▸ Aim: Copy every line of the material below word for word, keeping the original order.

==== Supplied information ====

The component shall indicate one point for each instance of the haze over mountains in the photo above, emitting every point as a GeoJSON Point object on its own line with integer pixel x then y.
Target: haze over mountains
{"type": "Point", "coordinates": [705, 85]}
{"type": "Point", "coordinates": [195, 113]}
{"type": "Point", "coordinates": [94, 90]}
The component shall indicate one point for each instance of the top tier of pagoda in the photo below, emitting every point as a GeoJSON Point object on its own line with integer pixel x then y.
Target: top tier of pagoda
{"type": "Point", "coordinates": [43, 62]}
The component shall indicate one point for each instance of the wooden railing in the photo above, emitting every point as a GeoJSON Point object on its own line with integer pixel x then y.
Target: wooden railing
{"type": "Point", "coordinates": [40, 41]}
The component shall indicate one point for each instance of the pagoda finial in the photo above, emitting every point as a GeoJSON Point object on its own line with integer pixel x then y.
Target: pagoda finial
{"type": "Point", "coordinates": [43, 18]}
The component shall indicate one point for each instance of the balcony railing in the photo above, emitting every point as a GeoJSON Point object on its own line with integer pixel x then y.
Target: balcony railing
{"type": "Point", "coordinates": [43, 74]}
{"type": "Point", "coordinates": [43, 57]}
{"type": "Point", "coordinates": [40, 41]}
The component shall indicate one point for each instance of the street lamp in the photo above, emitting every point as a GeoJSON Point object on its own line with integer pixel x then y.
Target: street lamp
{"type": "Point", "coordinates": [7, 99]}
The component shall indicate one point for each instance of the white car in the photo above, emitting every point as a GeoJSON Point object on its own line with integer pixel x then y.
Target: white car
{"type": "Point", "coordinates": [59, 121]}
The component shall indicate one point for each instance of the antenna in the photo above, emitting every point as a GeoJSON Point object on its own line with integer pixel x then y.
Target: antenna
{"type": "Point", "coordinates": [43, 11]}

====

▸ Exercise output:
The component shall indicate one point for each instance of the haze over mountains in the photo above, emitting every point as a GeoJSON Point object on its own line with integer pixel x then y.
Target: haze over mountains
{"type": "Point", "coordinates": [705, 85]}
{"type": "Point", "coordinates": [195, 113]}
{"type": "Point", "coordinates": [94, 90]}
The component shall indicate one point for each instance of the top tier of pagoda in the photo below, emitting every point as a GeoJSON Point object on its own line with integer pixel x then y.
Target: top tier of pagoda
{"type": "Point", "coordinates": [43, 62]}
The component shall indicate one point for each instance of the wooden railing in the photo above, emitting every point as a GeoJSON Point object on its own line with integer pixel x then y.
Target: wooden railing
{"type": "Point", "coordinates": [40, 41]}
The component shall indicate one point for each instance of the pagoda finial in the photo above, emitting every point as a GeoJSON Point object on its own line with integer pixel x then y.
Target: pagoda finial
{"type": "Point", "coordinates": [43, 18]}
The component shall indicate one point for each instance of the balcony railing in the photo above, emitting every point as a GeoJSON Point object on its own line with integer pixel x then y.
Target: balcony railing
{"type": "Point", "coordinates": [43, 74]}
{"type": "Point", "coordinates": [43, 57]}
{"type": "Point", "coordinates": [40, 41]}
The component shall indicate one point for each instance of the street lamp in the photo above, emitting every point as a GeoJSON Point object on its own line with integer pixel x then y.
Target: street lamp
{"type": "Point", "coordinates": [7, 99]}
The component shall indicate one point for each instance of the white car in the photo above, emitting every point as a GeoJSON Point object on its own line with integer pixel x then y.
Target: white car
{"type": "Point", "coordinates": [59, 121]}
The component shall indicate one point for each instance of the antenna in the photo above, emitting every point as a GeoJSON Point object on its own line with integer pixel x then y.
Target: antenna
{"type": "Point", "coordinates": [43, 11]}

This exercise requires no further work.